PROBLEM STATEMENT >> For the material that follows, return exactly the lines from the one with "Where can the front door" through the one with "Target: elephant trunk", both ends included.

RECORDS FOR PROCESSING >>
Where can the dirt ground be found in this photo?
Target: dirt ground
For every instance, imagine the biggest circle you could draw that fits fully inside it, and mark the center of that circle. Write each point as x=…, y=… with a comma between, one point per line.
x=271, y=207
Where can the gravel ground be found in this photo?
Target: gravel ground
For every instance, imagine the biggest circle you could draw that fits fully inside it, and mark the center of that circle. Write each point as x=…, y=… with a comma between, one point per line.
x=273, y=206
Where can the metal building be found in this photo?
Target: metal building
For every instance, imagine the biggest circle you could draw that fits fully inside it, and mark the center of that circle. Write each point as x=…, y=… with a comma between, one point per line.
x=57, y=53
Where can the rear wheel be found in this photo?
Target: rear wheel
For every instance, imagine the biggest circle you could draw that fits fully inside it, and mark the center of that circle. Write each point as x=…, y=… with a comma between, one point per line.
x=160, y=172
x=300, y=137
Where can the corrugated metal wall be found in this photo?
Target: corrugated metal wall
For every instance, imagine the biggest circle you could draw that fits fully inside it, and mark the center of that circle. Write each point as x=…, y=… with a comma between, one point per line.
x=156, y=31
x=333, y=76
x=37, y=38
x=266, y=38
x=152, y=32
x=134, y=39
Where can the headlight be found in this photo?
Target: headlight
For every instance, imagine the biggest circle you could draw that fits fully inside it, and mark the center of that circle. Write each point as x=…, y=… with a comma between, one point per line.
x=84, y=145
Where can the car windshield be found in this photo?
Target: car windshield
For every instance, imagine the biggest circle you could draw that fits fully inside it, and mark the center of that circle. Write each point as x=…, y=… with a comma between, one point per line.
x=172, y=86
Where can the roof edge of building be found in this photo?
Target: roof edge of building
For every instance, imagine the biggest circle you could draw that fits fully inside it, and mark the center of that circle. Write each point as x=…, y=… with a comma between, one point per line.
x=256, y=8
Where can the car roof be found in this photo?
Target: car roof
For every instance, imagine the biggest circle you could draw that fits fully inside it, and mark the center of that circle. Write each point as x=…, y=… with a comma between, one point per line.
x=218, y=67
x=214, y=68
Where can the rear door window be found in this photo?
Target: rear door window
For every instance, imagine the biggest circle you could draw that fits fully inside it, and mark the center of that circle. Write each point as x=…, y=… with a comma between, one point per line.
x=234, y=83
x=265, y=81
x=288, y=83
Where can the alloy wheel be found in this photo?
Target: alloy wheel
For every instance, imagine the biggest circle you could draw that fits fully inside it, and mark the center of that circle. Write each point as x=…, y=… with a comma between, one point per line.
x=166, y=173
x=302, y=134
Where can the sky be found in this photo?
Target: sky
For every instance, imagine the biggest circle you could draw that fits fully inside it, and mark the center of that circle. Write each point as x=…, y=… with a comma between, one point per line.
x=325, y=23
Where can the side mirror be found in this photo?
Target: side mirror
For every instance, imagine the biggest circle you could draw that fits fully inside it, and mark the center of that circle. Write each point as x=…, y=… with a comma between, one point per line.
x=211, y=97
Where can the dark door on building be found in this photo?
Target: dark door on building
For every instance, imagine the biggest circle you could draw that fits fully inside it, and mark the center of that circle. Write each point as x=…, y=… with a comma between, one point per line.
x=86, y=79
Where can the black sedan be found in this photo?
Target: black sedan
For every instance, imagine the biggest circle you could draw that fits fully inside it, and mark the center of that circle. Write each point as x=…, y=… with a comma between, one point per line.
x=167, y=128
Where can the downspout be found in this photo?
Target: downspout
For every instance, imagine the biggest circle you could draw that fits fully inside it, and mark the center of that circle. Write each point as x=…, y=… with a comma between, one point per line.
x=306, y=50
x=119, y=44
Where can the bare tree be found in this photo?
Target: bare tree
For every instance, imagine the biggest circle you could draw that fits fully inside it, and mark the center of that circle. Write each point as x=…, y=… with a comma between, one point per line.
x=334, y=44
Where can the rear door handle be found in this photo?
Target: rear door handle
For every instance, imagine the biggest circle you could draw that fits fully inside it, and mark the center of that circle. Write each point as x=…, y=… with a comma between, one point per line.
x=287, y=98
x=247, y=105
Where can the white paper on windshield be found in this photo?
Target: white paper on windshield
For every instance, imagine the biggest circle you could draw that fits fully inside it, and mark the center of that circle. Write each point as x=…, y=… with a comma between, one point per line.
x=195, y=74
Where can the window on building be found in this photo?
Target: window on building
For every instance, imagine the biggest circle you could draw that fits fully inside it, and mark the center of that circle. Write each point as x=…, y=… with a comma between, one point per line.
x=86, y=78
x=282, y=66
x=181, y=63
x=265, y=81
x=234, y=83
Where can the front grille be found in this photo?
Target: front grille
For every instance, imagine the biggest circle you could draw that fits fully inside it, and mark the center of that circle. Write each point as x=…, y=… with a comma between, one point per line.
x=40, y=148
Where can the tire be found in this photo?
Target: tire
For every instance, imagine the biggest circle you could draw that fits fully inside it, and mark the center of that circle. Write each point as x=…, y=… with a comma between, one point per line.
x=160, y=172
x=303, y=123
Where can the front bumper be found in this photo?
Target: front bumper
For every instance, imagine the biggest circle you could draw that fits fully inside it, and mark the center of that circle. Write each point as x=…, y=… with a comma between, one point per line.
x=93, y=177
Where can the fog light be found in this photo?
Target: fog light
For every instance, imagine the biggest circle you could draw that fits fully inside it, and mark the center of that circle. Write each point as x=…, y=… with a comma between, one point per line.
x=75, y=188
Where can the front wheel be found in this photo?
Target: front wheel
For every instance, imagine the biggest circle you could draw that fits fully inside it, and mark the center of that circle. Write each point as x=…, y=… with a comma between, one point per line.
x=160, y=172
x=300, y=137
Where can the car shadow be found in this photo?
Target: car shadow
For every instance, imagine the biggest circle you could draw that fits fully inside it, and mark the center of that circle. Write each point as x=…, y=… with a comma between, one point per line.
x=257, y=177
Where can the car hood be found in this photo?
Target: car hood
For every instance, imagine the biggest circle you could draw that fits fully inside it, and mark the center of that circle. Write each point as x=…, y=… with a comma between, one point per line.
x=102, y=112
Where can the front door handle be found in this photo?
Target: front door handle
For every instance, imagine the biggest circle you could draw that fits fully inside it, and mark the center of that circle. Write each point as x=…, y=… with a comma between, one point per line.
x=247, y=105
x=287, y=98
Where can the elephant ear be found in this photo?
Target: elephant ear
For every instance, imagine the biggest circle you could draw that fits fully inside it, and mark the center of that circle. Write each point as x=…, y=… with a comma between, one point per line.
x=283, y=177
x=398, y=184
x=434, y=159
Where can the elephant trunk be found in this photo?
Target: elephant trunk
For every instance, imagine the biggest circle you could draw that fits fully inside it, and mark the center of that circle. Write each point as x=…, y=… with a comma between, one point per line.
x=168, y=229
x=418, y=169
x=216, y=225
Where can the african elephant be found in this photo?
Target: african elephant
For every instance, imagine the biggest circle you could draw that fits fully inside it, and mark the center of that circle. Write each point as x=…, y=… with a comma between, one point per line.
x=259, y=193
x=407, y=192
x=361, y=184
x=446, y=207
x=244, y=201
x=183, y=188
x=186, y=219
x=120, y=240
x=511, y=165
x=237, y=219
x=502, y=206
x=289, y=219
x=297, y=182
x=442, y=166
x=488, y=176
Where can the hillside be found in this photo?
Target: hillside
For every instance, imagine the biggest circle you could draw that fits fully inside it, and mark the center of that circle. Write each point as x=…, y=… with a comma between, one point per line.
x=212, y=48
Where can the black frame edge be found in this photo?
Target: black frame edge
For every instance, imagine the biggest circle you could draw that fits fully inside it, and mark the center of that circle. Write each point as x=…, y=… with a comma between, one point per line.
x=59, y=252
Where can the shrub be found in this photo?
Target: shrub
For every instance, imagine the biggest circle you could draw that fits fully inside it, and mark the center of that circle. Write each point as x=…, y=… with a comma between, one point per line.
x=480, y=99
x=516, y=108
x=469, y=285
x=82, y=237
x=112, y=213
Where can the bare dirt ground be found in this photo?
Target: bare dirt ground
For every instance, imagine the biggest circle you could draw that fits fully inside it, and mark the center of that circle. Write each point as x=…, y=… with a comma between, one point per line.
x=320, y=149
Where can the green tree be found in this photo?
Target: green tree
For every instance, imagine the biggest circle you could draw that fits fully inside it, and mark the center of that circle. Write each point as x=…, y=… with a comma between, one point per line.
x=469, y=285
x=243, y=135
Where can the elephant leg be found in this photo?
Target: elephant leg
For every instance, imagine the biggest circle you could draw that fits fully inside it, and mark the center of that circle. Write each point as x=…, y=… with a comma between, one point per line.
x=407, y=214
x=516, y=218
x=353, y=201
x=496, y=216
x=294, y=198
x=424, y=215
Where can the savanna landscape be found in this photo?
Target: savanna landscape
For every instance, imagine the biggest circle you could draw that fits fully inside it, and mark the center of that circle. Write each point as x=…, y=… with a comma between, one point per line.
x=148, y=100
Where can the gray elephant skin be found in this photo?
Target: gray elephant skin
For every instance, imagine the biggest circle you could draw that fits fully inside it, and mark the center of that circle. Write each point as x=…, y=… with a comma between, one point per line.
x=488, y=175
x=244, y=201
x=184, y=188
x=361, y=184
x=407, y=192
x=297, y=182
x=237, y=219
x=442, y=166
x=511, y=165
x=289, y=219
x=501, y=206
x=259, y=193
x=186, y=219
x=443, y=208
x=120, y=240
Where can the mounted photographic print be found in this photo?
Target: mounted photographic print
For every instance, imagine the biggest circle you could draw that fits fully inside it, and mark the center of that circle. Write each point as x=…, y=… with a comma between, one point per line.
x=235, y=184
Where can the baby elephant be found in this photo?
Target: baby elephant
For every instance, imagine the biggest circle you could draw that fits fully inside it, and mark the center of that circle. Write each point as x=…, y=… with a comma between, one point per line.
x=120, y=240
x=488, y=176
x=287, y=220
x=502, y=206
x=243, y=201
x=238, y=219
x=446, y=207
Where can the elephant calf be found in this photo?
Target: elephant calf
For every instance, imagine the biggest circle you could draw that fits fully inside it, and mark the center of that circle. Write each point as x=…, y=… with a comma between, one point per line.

TASK SOLUTION >>
Where can the front door handle be found in this photo?
Target: front door handle
For every instance, imagine the biggest circle you could draw that fits fully inside it, and mark the center of that circle. Write each point as x=…, y=… with a comma between, one point per line.
x=247, y=105
x=287, y=98
Where can the elephant ear be found in this photo?
Target: elephant ear
For every instance, imagine the biggest circle you could draw that fits fully inside it, and mark the center of that circle. Write each point as x=…, y=… with a comma between, one point per line.
x=283, y=177
x=398, y=184
x=434, y=159
Where can the elephant trunk be found in this photo?
Target: elephant trunk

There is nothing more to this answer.